Exercise prompt:
Restate the data below word for word. Skip any images it contains.

________________________________________

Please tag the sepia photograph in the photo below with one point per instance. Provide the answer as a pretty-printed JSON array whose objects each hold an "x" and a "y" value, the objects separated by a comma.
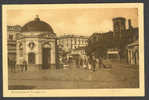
[{"x": 54, "y": 50}]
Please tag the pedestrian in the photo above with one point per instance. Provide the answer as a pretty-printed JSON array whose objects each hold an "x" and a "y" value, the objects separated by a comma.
[
  {"x": 101, "y": 64},
  {"x": 25, "y": 65},
  {"x": 93, "y": 63}
]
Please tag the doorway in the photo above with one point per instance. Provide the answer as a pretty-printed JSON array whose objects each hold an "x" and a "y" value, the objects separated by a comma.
[{"x": 46, "y": 58}]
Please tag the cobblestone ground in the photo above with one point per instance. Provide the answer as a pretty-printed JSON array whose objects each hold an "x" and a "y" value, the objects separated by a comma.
[{"x": 119, "y": 76}]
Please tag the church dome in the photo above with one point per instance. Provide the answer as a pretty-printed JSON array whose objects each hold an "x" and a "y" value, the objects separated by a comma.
[{"x": 37, "y": 26}]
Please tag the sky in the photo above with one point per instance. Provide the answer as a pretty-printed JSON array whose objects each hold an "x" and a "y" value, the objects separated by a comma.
[{"x": 78, "y": 21}]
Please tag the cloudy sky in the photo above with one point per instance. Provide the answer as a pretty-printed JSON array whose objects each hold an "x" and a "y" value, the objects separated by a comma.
[{"x": 79, "y": 21}]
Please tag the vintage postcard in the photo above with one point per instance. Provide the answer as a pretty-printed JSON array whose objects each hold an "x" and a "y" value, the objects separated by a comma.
[{"x": 73, "y": 50}]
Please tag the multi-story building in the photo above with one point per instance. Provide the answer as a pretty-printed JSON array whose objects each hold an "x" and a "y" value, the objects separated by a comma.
[
  {"x": 11, "y": 40},
  {"x": 117, "y": 41}
]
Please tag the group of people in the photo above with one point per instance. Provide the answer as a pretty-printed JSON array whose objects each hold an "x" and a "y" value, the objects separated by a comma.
[
  {"x": 12, "y": 64},
  {"x": 86, "y": 62},
  {"x": 92, "y": 63}
]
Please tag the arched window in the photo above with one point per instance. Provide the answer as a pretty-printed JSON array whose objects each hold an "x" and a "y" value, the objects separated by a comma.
[{"x": 31, "y": 58}]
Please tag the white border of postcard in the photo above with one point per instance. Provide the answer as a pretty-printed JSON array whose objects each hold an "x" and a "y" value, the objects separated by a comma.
[{"x": 75, "y": 92}]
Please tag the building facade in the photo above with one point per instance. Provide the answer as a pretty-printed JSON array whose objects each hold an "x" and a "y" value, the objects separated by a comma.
[
  {"x": 36, "y": 44},
  {"x": 69, "y": 42},
  {"x": 117, "y": 40}
]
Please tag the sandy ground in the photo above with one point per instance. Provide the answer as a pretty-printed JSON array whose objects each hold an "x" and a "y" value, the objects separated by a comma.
[{"x": 119, "y": 76}]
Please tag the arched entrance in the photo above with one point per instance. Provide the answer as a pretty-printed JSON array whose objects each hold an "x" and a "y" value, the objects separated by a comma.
[
  {"x": 46, "y": 55},
  {"x": 31, "y": 58}
]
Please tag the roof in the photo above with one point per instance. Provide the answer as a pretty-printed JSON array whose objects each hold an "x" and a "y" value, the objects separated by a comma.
[{"x": 37, "y": 26}]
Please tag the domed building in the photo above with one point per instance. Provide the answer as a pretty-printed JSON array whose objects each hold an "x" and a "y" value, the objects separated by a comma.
[{"x": 36, "y": 44}]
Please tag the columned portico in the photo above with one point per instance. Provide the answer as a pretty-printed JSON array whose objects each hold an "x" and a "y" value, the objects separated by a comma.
[{"x": 36, "y": 45}]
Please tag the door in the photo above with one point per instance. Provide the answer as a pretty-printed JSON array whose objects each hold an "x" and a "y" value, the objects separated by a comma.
[
  {"x": 31, "y": 58},
  {"x": 46, "y": 58}
]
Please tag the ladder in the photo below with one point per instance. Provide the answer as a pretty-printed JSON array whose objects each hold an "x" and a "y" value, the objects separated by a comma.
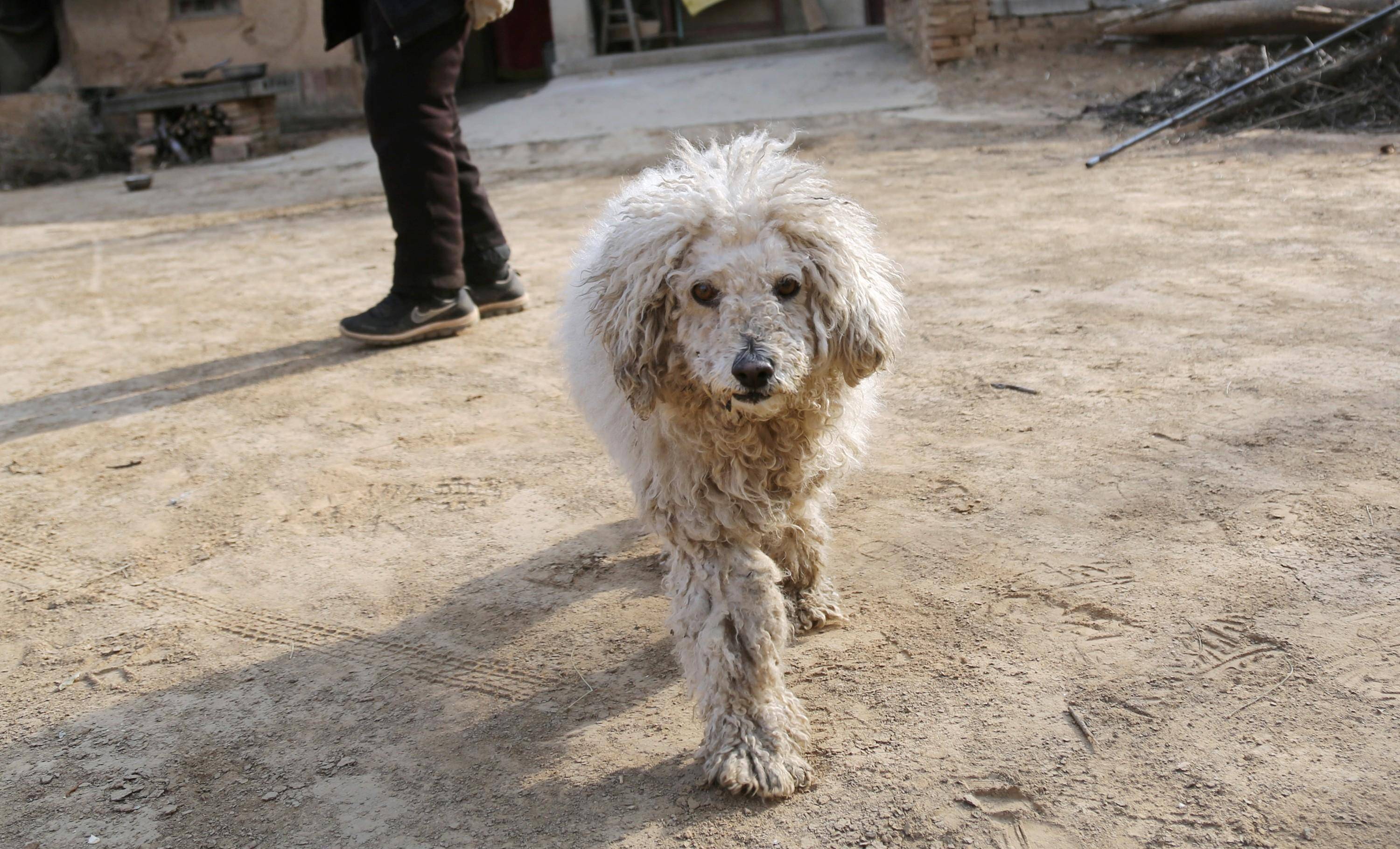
[{"x": 618, "y": 12}]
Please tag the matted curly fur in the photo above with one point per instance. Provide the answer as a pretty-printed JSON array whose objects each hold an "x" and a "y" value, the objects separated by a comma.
[{"x": 735, "y": 262}]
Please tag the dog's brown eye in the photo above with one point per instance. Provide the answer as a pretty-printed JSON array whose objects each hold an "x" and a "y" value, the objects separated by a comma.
[{"x": 705, "y": 293}]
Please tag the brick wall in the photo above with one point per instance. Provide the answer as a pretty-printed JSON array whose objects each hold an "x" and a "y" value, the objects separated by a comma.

________________________________________

Result:
Please tag the sepia photograph in the photo below with one point per instance. Provide the answer as a pretty-printed JSON array whose objects each hold an "x" and a "y" value, the objects separated by a comma.
[{"x": 54, "y": 50}]
Please tag the pedestrian in the photo above with one point per instance. Provide the answer as a pretty-printed JSON array whose objects each hold an "x" and a "y" value, the objects separated by a comma.
[
  {"x": 101, "y": 64},
  {"x": 25, "y": 65},
  {"x": 93, "y": 63}
]
Please tag the doorway in the photo above with one point per instance. Provide the answer as a pretty-printed JSON array whose objects each hold an "x" and a "y" value, the objects separated by a comma.
[{"x": 46, "y": 58}]
Please tag the cobblestone ground in the photo above with one point per instance. Provide the answer as a pretty-printed JSON array whose objects each hold an "x" and a "y" value, the objects separated by a comma.
[{"x": 119, "y": 76}]
Please tag the church dome in the photo above with one point per instance. Provide the answer as a pretty-printed JSON array whose objects each hold an "x" and a "y" value, the objects separated by a comma.
[{"x": 37, "y": 26}]
Please tag the sky in the photo above with one point per instance. Provide the answer as a pretty-printed JSON array whose objects each hold an "x" and a "y" value, the objects separated by a comma.
[{"x": 78, "y": 21}]
Please tag the cloudy sky in the photo above with one point per instance. Provide the answer as a pretty-printed JSON array whose objects each hold an "x" and a "y" value, the objects separated by a comma.
[{"x": 79, "y": 21}]
Please tag the vintage postcard in the photo above with one point per instance. Provide the answer as a pretty-printed JSON array whose objects each hold an "x" and a "y" value, the objects separated by a comma.
[{"x": 73, "y": 50}]
Please tag the multi-story building in the photo above with one point per instance. Provide the answer as a pretty-printed JSON array whose objects each hold an "x" and a "y" value, the objects separated by a comma.
[
  {"x": 11, "y": 40},
  {"x": 117, "y": 41}
]
Please tag the group of people in the photo above with one point per instance. Provide the answer as a pretty-printed JSON array whose objects each hold an "x" and a "y" value, the objects separated by a comma.
[
  {"x": 12, "y": 64},
  {"x": 86, "y": 62},
  {"x": 92, "y": 63}
]
Please tag the arched window in the photo above with one point per instance. Provide the answer as a pretty-printed JSON array whose objects each hold an "x" and a "y" value, the objects separated by a comma.
[{"x": 31, "y": 58}]
Please tag the white border of postcard in the photo above with one point per instance. Provide the answer as a pretty-printed JSON array whose objects each hold an "x" and a "y" value, the objects separated by a comma.
[{"x": 75, "y": 92}]
Please tag the building facade in the photo above with one point per instance. Provide the answer as a pretty-printed JSON array whose objects each hold an "x" and a "y" value, the objects separated by a comma.
[
  {"x": 36, "y": 44},
  {"x": 69, "y": 42},
  {"x": 117, "y": 40}
]
Please tag the sandy ground in the photo above with one point per instance. Provide the answer as a pretty-printed JSON array whose objects each hold an "x" and a "y" value, the objects separated by a comma.
[{"x": 119, "y": 76}]
Please tag the arched entrance in the photo above with one point per instance. Provide the answer as a pretty-printed JSON array whose objects each hold an "x" and a "y" value, the objects separated by a comma.
[
  {"x": 46, "y": 55},
  {"x": 31, "y": 58}
]
Please tag the roof in the photo above with one point per instance. Provide the answer as a pretty-printed JSON array whose objects each hold an "x" and a "y" value, the objects separated by a comma.
[{"x": 37, "y": 26}]
Please tag the domed building in the photo above with one point per instance. Provide the answer as a pretty-printed JSON array whose objects each hold an "x" and a "y" value, the objects separated by a comma.
[{"x": 36, "y": 44}]
Please tag the columned portico in the photo above with one point per instance. Provide the answer as a pretty-printed JSON array whose objects each hold an "x" and a "y" value, the objects separated by a comma.
[{"x": 36, "y": 45}]
Please tag the door in the photo above with one point per instance. Provide the answer as a pretty-printed JSON array whose objects each hold an "x" and a "y" value, the objects separated by a comma.
[
  {"x": 31, "y": 58},
  {"x": 46, "y": 58}
]
Please tag the ladder in the photo below with one point per instance. Provide the answer as a pretty-printed JSON array whose objects each hold an "x" and a "y" value, the objects separated by a comma.
[{"x": 618, "y": 12}]
Please tag the matted curly fur in the photo above with one point per instance. Provide the answer as a pretty-printed JSON array whose objects each hold an "x" and a "y" value, the objects separated by a comma.
[{"x": 735, "y": 262}]
Please tag the dog's brown eye in the photo above with one point per instance. Provide the answer as a pretty-printed JSON array whose objects each hold an "x" and a "y" value, the objects separated by a comma.
[{"x": 705, "y": 293}]
Please tag the brick wall in the photo above with one point per instance. Provide the answer as a pretty-printed JSON array whose objects each hold an "x" and a "y" value, the objects separated by a comma.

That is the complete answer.